What is needed:
Can you print the stretch of the material below from its very start through the line containing "box: [330, 278, 353, 327]", both ends included, copying each line word for word and leaving out the pictures?

★ ★ ★ ★

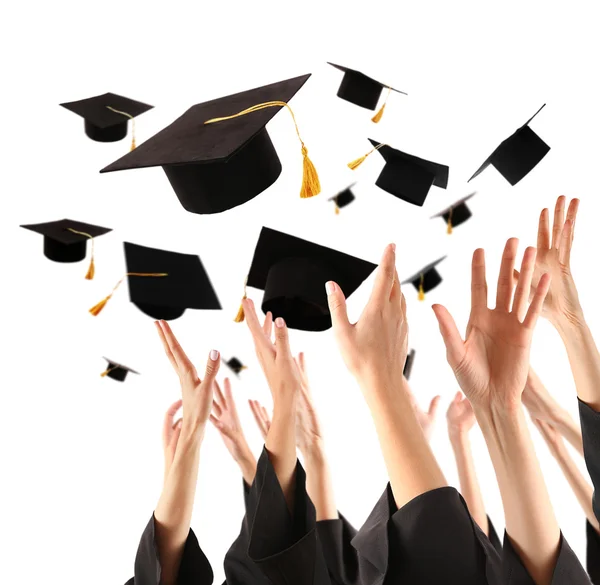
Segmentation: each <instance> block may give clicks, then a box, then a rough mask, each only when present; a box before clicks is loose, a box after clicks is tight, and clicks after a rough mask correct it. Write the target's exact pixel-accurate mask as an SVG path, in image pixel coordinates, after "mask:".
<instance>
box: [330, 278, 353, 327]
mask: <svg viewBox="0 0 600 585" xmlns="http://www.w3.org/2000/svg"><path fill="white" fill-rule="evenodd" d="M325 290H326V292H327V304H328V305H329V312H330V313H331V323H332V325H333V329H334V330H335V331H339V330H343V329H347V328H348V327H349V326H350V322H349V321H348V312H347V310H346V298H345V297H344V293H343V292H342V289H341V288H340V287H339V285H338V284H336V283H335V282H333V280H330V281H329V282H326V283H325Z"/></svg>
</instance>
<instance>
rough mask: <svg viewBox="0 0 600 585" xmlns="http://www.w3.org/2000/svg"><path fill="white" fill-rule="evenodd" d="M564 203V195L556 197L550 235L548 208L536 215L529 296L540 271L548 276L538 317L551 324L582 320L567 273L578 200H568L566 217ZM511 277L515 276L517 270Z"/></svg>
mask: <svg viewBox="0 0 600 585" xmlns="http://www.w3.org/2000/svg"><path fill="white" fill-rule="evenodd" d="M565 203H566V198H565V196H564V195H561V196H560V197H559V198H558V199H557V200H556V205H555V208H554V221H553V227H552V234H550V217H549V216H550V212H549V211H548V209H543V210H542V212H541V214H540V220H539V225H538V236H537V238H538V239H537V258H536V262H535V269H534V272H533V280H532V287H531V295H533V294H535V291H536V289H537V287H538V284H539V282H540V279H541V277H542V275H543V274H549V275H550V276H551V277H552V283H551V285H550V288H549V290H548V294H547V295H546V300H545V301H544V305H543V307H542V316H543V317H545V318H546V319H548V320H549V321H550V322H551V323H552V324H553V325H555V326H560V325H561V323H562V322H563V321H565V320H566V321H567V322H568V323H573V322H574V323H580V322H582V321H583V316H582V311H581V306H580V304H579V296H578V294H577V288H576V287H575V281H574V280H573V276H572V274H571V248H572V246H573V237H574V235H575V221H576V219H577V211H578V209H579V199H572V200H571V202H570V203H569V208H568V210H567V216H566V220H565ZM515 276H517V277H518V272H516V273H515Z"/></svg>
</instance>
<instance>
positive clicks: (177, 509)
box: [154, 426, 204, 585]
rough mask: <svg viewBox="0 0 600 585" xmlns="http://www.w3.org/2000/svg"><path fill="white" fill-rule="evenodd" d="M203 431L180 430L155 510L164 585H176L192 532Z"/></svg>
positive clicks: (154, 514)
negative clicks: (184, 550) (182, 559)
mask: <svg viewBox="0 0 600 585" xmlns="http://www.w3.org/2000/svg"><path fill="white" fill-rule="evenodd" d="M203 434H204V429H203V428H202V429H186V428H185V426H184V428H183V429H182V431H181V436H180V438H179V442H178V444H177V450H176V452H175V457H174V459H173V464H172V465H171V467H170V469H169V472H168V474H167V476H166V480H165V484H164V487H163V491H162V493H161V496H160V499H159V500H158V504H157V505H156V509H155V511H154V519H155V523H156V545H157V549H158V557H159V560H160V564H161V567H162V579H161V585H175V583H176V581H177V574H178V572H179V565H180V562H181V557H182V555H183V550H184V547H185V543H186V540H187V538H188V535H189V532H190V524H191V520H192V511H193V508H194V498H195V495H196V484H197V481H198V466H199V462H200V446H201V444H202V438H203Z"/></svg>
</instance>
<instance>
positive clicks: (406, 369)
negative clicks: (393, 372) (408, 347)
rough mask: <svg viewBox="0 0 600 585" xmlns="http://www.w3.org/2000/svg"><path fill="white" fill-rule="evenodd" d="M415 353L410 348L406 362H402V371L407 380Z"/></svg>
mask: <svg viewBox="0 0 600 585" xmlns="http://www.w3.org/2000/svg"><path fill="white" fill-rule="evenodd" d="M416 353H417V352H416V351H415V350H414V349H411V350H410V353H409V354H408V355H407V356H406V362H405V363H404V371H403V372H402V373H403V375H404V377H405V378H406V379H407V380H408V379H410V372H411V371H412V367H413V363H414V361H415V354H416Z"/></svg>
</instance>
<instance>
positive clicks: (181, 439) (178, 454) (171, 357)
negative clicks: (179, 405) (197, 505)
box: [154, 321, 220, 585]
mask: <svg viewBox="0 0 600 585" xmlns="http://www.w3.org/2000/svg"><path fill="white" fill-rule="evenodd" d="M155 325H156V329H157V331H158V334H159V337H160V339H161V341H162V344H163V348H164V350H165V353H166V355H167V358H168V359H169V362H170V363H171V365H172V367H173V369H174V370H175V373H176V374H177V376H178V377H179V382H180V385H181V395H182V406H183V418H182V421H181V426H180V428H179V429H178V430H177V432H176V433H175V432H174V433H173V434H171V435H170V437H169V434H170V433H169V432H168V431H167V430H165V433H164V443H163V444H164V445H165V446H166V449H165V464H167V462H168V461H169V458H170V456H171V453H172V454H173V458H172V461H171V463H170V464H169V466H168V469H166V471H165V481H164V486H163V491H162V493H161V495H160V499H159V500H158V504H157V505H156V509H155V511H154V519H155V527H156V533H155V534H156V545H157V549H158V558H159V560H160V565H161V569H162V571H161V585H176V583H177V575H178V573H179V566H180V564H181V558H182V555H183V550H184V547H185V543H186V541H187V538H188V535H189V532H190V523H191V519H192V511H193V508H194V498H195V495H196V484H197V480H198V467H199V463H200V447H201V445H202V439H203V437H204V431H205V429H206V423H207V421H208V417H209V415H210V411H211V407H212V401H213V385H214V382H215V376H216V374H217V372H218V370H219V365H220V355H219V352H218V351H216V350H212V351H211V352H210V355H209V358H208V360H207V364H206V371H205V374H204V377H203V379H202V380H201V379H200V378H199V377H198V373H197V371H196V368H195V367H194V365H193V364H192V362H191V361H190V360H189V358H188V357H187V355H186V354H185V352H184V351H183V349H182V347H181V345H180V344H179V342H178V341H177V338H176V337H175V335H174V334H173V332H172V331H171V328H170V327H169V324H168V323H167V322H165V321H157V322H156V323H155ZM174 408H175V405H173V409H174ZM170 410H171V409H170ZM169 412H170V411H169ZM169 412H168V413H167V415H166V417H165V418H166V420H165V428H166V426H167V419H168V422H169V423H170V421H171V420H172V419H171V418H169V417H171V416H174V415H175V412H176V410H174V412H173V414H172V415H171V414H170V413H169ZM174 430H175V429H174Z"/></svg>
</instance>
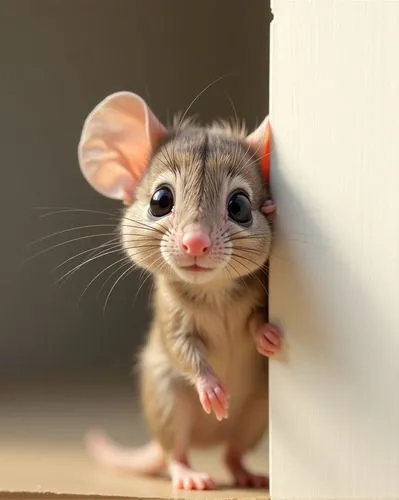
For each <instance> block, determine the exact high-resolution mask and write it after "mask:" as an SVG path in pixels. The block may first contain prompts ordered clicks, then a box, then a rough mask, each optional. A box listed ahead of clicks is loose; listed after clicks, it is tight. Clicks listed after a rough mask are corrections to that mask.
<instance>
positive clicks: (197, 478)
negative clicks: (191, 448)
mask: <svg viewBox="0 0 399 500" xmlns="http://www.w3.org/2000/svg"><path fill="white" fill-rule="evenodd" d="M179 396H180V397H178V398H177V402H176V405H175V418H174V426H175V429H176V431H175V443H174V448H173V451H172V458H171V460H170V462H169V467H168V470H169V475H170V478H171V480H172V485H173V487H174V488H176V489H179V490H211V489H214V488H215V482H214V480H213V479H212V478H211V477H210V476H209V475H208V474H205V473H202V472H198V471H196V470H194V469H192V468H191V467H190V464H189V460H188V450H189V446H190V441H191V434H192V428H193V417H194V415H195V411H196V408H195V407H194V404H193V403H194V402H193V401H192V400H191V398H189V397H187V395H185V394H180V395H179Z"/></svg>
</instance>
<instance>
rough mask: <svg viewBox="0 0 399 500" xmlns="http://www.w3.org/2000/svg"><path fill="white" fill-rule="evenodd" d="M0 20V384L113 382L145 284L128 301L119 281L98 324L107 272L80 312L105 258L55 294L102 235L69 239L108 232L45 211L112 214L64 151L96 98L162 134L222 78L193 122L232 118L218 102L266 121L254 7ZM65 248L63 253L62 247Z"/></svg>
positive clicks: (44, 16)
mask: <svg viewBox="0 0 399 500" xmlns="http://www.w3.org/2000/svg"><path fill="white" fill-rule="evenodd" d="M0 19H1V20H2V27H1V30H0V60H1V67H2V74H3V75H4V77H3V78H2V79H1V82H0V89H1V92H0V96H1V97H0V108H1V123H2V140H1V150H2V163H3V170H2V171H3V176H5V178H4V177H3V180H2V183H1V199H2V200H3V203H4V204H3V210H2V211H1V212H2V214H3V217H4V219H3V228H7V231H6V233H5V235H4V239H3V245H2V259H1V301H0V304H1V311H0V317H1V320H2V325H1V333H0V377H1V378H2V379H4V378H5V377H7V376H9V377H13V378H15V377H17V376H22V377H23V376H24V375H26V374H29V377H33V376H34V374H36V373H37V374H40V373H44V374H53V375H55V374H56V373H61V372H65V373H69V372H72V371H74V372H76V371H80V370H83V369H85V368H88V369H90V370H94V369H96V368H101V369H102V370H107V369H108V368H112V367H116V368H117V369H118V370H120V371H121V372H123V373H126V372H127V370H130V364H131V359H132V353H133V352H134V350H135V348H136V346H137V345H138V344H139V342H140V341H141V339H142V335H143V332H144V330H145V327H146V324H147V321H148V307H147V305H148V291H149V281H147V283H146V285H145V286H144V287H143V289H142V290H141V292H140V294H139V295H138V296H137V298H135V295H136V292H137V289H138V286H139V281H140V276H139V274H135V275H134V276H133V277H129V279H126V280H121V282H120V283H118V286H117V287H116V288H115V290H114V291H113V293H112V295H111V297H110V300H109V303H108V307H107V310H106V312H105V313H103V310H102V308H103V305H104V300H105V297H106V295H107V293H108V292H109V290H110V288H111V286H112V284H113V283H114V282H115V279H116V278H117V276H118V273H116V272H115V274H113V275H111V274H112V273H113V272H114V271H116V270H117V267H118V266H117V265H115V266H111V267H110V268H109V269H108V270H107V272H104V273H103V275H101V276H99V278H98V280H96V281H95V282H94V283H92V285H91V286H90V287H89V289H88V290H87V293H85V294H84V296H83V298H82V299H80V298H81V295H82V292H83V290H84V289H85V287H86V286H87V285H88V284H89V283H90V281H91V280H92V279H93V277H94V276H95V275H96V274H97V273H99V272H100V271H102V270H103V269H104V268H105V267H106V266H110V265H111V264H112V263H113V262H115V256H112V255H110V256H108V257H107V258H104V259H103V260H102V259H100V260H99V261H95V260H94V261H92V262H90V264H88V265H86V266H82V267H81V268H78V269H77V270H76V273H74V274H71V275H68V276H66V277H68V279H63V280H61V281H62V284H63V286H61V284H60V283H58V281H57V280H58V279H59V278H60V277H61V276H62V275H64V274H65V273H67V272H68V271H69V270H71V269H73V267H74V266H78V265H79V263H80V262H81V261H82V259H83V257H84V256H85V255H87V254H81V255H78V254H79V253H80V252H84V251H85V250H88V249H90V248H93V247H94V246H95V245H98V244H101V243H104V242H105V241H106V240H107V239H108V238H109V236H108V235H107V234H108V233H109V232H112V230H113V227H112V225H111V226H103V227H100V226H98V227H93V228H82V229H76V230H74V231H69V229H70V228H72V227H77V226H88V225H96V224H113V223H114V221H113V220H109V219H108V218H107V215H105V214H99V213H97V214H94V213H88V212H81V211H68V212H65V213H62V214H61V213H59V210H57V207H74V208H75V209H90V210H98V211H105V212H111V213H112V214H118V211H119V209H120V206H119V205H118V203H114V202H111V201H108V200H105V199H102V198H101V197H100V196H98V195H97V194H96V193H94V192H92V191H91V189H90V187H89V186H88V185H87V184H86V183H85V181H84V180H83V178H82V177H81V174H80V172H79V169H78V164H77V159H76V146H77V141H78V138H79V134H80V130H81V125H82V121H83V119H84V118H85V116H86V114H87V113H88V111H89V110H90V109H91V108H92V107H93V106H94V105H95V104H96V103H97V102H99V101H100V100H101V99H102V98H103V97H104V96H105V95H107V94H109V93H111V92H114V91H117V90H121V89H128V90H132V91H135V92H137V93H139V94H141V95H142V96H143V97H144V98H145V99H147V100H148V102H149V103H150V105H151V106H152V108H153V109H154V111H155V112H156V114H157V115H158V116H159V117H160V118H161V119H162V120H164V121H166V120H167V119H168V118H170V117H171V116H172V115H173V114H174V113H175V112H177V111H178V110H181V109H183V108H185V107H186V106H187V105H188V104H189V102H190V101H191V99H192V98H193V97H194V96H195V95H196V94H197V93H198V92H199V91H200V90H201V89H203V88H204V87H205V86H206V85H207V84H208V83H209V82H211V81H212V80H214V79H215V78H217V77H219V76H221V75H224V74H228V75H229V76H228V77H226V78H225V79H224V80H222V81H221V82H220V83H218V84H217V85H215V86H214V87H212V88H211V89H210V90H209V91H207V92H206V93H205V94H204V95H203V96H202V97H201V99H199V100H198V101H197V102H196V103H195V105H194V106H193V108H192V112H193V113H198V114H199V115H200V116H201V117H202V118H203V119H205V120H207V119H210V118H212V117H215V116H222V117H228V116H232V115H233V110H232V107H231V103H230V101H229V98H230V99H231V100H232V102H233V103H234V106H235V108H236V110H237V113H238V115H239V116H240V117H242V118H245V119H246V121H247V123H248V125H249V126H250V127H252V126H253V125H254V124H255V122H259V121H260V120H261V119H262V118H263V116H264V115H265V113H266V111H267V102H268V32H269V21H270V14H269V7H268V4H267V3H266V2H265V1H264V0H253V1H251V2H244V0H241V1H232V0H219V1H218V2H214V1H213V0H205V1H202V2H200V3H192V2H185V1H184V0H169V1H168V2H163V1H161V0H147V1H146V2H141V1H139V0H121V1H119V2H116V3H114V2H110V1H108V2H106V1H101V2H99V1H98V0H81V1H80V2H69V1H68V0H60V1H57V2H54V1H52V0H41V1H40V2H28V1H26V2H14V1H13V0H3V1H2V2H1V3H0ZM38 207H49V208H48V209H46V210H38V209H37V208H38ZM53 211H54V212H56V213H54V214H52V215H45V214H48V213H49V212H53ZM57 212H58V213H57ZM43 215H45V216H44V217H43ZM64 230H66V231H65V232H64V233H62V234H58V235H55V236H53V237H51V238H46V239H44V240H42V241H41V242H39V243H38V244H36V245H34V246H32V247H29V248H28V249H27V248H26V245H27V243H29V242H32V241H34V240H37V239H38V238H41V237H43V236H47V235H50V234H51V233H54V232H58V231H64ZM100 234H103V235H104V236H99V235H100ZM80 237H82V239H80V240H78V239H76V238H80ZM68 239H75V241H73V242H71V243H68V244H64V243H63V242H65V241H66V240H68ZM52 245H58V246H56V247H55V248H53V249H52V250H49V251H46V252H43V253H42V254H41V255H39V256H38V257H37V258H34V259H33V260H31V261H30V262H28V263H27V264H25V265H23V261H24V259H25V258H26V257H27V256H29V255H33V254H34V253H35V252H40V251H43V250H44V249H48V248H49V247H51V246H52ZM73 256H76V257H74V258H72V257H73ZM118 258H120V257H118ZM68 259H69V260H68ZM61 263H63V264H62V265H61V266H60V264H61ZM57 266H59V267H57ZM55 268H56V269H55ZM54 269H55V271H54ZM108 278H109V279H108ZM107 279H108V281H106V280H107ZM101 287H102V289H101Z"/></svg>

★ ★ ★ ★

Written answer:
Segmentation: each <instance> block may give clicks, then a box, then a rough mask, each only when present; a box before clicks is loose, a box after clicks is tight, and clicks after a rough mask correct it. Write the target's exact pixel-accurate mask as an SVG path, in image pixel coordinates, after "mask:".
<instance>
box: [330, 278, 353, 327]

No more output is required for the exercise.